Written problem A: According to the article about the game Legend of the Sword, what town was Silicon Soft based in?
Written problem B: Extend the article about the game Legend of the Sword with a further paragraph that follows on from its last sentence.

- Developer: Silicon Software
- Publisher: Rainbird Software
- Designers: Karl Buckingham; Colin Mongardi; Eugene Messina;
- Platforms: Atari ST, Amiga, MS-DOS
- Release: 1988
- Genre: Interactive fiction
- Mode: Single-player

= Legend of the Sword =

1988 video game

Legend of the Sword is a 1988 fantasy interactive fiction video game developed by Silicon Soft and published by Rainbird Software for the Atari ST. Ports for the Amiga and MS-DOS were released later. A Macintosh version was expected to release shortly after the Atari ST version but was never released. A sequel, The Final Battle, was released in 1990.

==Plot==
The lands of Anar have been invaded by the forces of an evil wizard, Suzar. In times past, a magical sword and shield guarded the inhabitants. The player character and his party set out to search for the items in order to stop the wizard.

==Gameplay==
The interface is divided into four areas, the top left is used for images which change depending the situation, the top right is the scrolling map area, the middle shows the movement commands and hitpoints which are depicted as a burning candle. The bottom third of the screen is used for text display.

==Development==
Legend of the Sword was in development for over two years. The development started when Karl Buckingham decided to write a novel about a dream he had. When talking to Colin Mongardi, he decided to write it as a video game instead. He hadn't played an adventure game before and after playing The Pawn, decided his game wasn't going to have any vague puzzles. Silicon Soft was based in Eastbourne, England and was set up under the Enterprise Allowance Scheme. The game was designed by a three-person team of Buckingham, Mongardi, and Eugene Messina for the Amstrad CPC. When finished, they contacted publisher Mastertronic but didn't like their offhand approach to the game. Next was Rainbird which required a 16-bit version because they thought an Amstrad version wouldn't sell, also an additional six months of development time was requested by the publisher in collaboration with their development team. The game was then remade for the Atari ST and written in the C programming language.

Dataset entries:

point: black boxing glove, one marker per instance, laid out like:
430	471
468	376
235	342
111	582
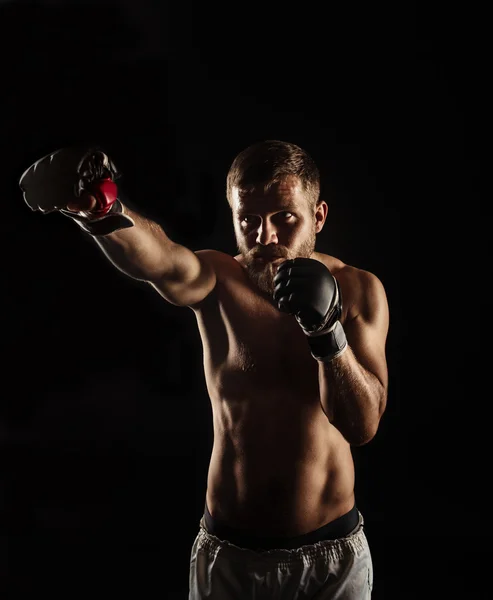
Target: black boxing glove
59	178
305	288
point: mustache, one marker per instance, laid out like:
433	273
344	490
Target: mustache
273	253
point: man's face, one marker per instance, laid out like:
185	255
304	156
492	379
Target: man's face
274	226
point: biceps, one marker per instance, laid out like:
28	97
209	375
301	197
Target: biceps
367	341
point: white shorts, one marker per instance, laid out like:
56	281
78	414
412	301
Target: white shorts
338	569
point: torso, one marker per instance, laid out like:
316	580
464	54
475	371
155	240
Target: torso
278	467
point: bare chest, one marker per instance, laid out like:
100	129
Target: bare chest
250	347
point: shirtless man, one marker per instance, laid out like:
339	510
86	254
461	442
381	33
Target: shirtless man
295	365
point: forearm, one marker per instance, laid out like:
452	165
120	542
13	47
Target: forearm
142	252
351	397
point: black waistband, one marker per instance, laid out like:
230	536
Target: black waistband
336	529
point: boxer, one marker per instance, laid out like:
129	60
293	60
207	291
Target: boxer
295	364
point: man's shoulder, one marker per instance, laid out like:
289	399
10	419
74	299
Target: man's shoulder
347	272
358	286
219	261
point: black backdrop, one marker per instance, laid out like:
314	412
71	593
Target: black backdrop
105	421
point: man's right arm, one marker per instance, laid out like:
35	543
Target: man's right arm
83	184
146	253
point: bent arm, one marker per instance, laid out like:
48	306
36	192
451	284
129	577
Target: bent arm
353	386
144	252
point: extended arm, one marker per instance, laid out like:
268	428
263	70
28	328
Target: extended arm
85	185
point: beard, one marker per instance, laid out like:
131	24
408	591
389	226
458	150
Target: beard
262	273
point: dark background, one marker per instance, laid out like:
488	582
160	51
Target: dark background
105	421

Task result A: Eastbourne, England.

Task result B:
==Reception==

Computer and Video Games said the parser is not up to Infocom standard but concluded that the game "should establish Silicon Soft as among the best of adventure producers [...] The Games Machine said "[t]he screen layout and control of the game are what make Legend of the Sword work so well". Amiga User International praised the parser as "a delight" and also commended the game's "sheer playability" and user friendliness. Your Amiga called it "a competent and good-looking adventure" but said it is "treading some well-hallowed but tired ground".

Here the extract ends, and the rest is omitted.